Update the records starting at the line that contains "trace target=gray rock" and ending at the end of the records by replacing "top-left corner" with "upper-left corner". Reproduce only those lines and leave everything else unchanged.
--- The input ---
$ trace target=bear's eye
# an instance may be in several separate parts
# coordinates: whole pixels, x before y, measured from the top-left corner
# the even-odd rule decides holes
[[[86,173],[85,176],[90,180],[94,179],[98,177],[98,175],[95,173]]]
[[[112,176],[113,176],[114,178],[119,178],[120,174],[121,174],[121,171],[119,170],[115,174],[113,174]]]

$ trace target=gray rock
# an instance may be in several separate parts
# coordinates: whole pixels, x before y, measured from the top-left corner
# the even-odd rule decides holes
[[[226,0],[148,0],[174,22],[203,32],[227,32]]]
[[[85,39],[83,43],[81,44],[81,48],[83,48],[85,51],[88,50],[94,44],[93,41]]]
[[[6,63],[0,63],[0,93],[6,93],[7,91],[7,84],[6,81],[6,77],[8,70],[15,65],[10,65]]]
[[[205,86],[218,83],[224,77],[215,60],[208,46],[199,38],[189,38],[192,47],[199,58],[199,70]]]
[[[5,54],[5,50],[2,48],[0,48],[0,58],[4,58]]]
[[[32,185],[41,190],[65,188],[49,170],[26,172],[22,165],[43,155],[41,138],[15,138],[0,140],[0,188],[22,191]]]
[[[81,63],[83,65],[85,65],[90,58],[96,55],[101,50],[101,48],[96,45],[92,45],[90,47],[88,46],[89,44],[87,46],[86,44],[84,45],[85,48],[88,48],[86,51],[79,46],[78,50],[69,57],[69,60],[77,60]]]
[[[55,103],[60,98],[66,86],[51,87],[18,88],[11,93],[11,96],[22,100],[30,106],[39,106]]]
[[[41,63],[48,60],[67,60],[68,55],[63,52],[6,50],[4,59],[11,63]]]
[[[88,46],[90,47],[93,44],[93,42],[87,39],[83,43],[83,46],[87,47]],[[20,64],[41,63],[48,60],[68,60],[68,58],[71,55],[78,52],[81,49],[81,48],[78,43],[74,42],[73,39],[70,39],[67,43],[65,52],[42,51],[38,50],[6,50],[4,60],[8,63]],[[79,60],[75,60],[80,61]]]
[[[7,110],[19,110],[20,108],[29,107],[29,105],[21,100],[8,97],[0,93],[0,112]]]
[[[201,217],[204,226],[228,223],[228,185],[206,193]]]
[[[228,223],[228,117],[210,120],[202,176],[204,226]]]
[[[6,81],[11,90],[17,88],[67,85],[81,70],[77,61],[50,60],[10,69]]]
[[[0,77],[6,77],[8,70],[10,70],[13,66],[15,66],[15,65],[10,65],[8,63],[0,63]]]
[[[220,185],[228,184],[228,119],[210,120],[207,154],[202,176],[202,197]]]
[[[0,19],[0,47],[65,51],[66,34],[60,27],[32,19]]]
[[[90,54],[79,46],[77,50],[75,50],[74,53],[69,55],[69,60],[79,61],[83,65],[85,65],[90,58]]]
---
Full answer
$ trace target=gray rock
# an instance may be in several separate parts
# coordinates: whole pixels, x before y, measured from the upper-left corner
# the even-odd rule decides holes
[[[226,0],[148,0],[174,22],[203,32],[227,32]]]
[[[85,39],[83,43],[81,44],[81,48],[83,48],[85,51],[88,50],[94,44],[93,41]]]
[[[6,63],[0,63],[0,93],[6,93],[7,91],[7,84],[6,81],[6,77],[8,70],[15,65],[10,65]]]
[[[205,86],[218,83],[224,77],[215,60],[208,46],[199,38],[189,38],[192,47],[199,58],[199,70]]]
[[[5,54],[5,50],[2,48],[0,48],[0,58],[4,58]]]
[[[32,185],[41,190],[65,188],[49,170],[26,172],[22,165],[43,155],[41,138],[15,138],[0,140],[0,188],[22,191]]]
[[[81,63],[83,65],[85,65],[90,58],[96,55],[101,50],[101,48],[96,45],[92,45],[90,47],[88,46],[89,44],[87,46],[86,44],[84,45],[85,48],[88,48],[86,51],[79,46],[78,50],[69,57],[69,60],[77,60]]]
[[[55,103],[60,98],[66,86],[51,87],[18,88],[11,93],[11,96],[22,100],[30,106],[39,106]]]
[[[41,63],[48,60],[67,60],[68,55],[63,52],[6,50],[4,59],[11,63]]]
[[[88,46],[90,47],[93,44],[93,42],[87,39],[83,43],[83,46],[87,47]],[[20,64],[41,63],[48,60],[68,60],[68,58],[71,55],[78,52],[81,49],[81,48],[78,43],[74,42],[73,39],[70,39],[67,43],[65,52],[42,51],[38,50],[6,50],[4,60],[8,63]],[[79,60],[75,60],[80,61]]]
[[[7,110],[19,110],[20,108],[29,107],[29,105],[21,100],[8,97],[0,93],[0,112]]]
[[[201,217],[204,226],[228,223],[228,185],[206,193]]]
[[[228,223],[228,117],[210,120],[202,176],[204,226]]]
[[[6,81],[11,90],[17,88],[67,85],[81,70],[77,61],[50,60],[10,69]]]
[[[0,77],[6,77],[8,70],[10,70],[13,66],[15,66],[15,65],[10,65],[8,63],[0,63]]]
[[[220,185],[228,184],[228,119],[210,120],[207,154],[202,176],[202,197]]]
[[[0,19],[0,47],[65,51],[66,34],[60,27],[32,19]]]
[[[90,54],[79,46],[77,50],[75,50],[74,53],[69,55],[69,60],[79,61],[83,65],[85,65],[90,58]]]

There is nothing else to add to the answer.